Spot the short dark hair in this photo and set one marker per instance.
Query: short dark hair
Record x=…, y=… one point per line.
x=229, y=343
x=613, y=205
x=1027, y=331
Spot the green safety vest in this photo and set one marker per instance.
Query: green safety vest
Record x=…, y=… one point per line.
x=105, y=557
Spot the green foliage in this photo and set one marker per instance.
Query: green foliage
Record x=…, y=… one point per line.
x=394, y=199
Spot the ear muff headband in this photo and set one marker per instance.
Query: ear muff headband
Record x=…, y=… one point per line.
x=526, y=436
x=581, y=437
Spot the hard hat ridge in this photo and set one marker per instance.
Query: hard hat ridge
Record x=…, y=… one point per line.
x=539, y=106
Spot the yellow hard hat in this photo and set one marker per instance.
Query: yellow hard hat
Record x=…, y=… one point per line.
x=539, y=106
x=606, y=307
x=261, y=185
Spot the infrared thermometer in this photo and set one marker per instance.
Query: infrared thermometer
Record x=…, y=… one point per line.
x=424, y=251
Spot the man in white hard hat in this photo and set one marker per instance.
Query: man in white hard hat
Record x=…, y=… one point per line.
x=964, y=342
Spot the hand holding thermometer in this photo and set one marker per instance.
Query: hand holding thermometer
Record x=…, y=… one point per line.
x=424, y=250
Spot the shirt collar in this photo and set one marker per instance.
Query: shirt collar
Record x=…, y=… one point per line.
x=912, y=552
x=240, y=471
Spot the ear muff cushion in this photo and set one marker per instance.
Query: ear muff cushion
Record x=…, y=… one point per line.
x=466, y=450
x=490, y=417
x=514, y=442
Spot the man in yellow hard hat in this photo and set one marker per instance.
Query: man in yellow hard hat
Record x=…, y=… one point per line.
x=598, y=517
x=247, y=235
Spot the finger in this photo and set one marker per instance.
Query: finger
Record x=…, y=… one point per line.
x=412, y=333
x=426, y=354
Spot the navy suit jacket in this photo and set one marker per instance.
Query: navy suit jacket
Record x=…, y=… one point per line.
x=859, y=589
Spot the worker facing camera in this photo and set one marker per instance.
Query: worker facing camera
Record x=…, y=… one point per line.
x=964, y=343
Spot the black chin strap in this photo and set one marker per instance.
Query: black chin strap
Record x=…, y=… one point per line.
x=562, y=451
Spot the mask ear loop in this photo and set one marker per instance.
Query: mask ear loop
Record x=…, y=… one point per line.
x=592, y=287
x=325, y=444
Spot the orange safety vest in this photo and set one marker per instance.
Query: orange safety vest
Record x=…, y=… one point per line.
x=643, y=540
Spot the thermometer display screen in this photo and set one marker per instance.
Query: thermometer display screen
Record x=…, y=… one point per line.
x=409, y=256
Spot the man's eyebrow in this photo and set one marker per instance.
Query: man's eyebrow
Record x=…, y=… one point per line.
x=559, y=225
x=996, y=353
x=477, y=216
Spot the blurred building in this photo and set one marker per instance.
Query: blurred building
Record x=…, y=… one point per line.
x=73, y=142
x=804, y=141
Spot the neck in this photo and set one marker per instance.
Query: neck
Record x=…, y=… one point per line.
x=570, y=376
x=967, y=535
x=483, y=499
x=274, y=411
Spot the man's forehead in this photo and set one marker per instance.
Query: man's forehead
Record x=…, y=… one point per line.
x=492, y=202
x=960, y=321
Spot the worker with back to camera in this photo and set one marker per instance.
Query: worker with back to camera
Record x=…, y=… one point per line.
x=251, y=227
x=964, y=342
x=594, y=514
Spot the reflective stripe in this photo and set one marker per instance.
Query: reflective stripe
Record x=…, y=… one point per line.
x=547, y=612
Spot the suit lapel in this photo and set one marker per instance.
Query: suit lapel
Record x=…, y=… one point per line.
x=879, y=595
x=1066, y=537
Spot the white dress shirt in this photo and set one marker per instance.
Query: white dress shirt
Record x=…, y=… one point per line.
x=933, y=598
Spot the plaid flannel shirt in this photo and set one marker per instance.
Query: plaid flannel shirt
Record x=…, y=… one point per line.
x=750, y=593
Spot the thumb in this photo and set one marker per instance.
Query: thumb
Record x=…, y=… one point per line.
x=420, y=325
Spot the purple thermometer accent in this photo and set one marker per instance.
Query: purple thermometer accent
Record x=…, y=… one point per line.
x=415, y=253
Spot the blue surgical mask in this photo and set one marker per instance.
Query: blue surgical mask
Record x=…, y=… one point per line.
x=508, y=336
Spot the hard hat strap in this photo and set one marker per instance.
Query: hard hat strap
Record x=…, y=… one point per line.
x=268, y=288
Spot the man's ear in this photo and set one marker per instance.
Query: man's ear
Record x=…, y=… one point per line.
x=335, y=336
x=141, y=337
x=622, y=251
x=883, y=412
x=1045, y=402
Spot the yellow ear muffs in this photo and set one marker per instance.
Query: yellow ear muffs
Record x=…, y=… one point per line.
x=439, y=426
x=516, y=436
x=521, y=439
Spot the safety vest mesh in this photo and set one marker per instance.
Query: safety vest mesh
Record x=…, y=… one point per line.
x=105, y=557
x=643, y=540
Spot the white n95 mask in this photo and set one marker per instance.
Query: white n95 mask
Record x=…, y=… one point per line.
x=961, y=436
-- -- --
To do >>
Could you reproduce all of the lines above with "marker" swapped for "pin" wherever it occurs, changing nothing else?

Written reply >>
Spot the short dark hair in this photo and set one pin per instance.
Query: short dark hair
Record x=…, y=… one point per line.
x=229, y=343
x=613, y=205
x=1027, y=331
Spot the green safety vest in this photo and set one pin per instance.
Query: green safety vest
Record x=…, y=… one point per line.
x=105, y=557
Spot the green foliage in this photo and set one pin per instance.
Query: green foliage
Record x=…, y=… one point per line.
x=394, y=199
Spot the ear muff headband in this photo and set one pin per instance.
Query: ear muff headband
Record x=…, y=… one point per line.
x=526, y=436
x=581, y=437
Spot the hard hat ridge in this photo and set one pin per instance.
Query: hard hat ridge
Record x=…, y=… one point per line.
x=539, y=106
Spot the yellow hard hat in this photo and set one pin per instance.
Query: yellow hard hat
Record x=…, y=… one point per line.
x=539, y=106
x=606, y=307
x=261, y=185
Spot the infrared thermometer in this photo and set one pin per instance.
Query: infrared thermometer
Record x=…, y=… one point per line.
x=424, y=251
Spot the man in white hard hat in this photo and set one pin per instance.
Query: man in white hard hat
Record x=…, y=… one point per line.
x=964, y=342
Spot the hand holding thermometer in this photo and set one pin per instance.
Query: hand holding thermometer
Record x=…, y=… one point per line.
x=424, y=250
Spot the shirt collar in this photo and set one pin per instance.
Query: shirt collar
Record x=…, y=… one point per line.
x=912, y=552
x=240, y=471
Spot the ear muff cushion in this photo and set one pin per instance.
Query: ear muff cushion
Record x=…, y=… one point per line.
x=466, y=450
x=490, y=417
x=514, y=442
Spot the man in yellow hard hat in this photo and set one pin per instance.
Query: man in yellow hard hat
Record x=…, y=… one point per line.
x=598, y=517
x=247, y=235
Spot the finger in this photo and set one pin per instance.
Query: finger
Record x=…, y=… one point per line.
x=412, y=333
x=426, y=354
Spot the navy suit jacket in this photo and set one pin per instance.
Query: navy suit jacket
Record x=…, y=… one point per line.
x=859, y=589
Spot the worker facing camera in this photo and set one pin per instance.
Query: worker facing camera
Record x=…, y=… one point per line.
x=964, y=343
Spot the black chin strap in this photo and set one pin per instance.
Query: black chin strap
Record x=…, y=… one point per line.
x=562, y=451
Spot the mask ear loop in this photo and set one pin per instance.
Query: mask ear loop
Record x=…, y=… one point per line.
x=592, y=287
x=325, y=444
Spot the orange safety vest in this photo and set one pin per instance.
Query: orange safety vest
Record x=…, y=… one point per line.
x=643, y=540
Spot the thermometer display screen in this photo and set one pin per instance.
Query: thermometer display screen
Record x=…, y=… one point per line.
x=409, y=256
Spot the man's eyebrow in this photo and set one pin per instance.
Query: man's eyebrow
Record x=…, y=… one point per line.
x=559, y=225
x=996, y=353
x=477, y=216
Spot the blurred building in this photo and set one pin per instance.
Query: blurred building
Record x=…, y=… one point per line.
x=73, y=142
x=804, y=141
Spot the neck in this photo and set one pin per instance.
Query: neck
Record x=…, y=… one point per line.
x=570, y=376
x=967, y=535
x=483, y=499
x=274, y=411
Spot the man's forehead in this photo and set one pin per instance.
Query: man's forehead
Record x=…, y=… one point per line.
x=492, y=202
x=960, y=321
Spot the worker with back to camera in this photo and set one pin per instance.
Query: worker with back to camera
Record x=…, y=… one point per line.
x=251, y=227
x=964, y=342
x=594, y=514
Spot the reflective stripe in this photo and set one pin per instance.
Query: reflective stripe
Record x=…, y=… one point per line.
x=547, y=612
Spot the suit lapel in this photo and set one pin per instance.
Query: suit lapel
Record x=…, y=… one point per line.
x=879, y=595
x=1066, y=537
Spot the white dress shirt in this photo and set one pin per instance.
Query: white dress shirt
Record x=…, y=… one point per line.
x=933, y=598
Spot the plaid flannel shirt in this photo and set one pin per instance.
Query: plaid flannel shirt
Record x=…, y=… one point per line.
x=750, y=593
Spot the thumb in this photo and set one pin per instance.
Query: thumb
Record x=…, y=… one point per line.
x=420, y=325
Spot the purple thermometer accent in this photo and set one pin per instance.
Query: purple thermometer accent
Record x=…, y=… one point per line.
x=415, y=253
Spot the blue surgical mask in this photo and set one pin per instance.
Query: blue surgical mask
Record x=…, y=… one point per line.
x=508, y=336
Spot the hard hat strap in this photo and set one pin per instance.
Query: hard hat strap
Record x=…, y=… one point per line.
x=268, y=288
Spot the man's ear in this photo and set one pin per instance.
Query: man's ear
Record x=…, y=… one point per line.
x=335, y=336
x=141, y=337
x=622, y=251
x=883, y=412
x=1045, y=402
Spot the yellow ear muffs in this photo and set one pin per instance.
Query: yellow ear muffs
Record x=…, y=… one point per line.
x=439, y=426
x=516, y=436
x=521, y=439
Spot the safety vest mesh in this photo and set one pin per instance.
Query: safety vest mesh
Record x=…, y=… one point per line.
x=105, y=557
x=643, y=540
Spot the white n95 mask in this photo and set one pin per instance.
Query: white n95 mask
Record x=…, y=… one point per line.
x=961, y=436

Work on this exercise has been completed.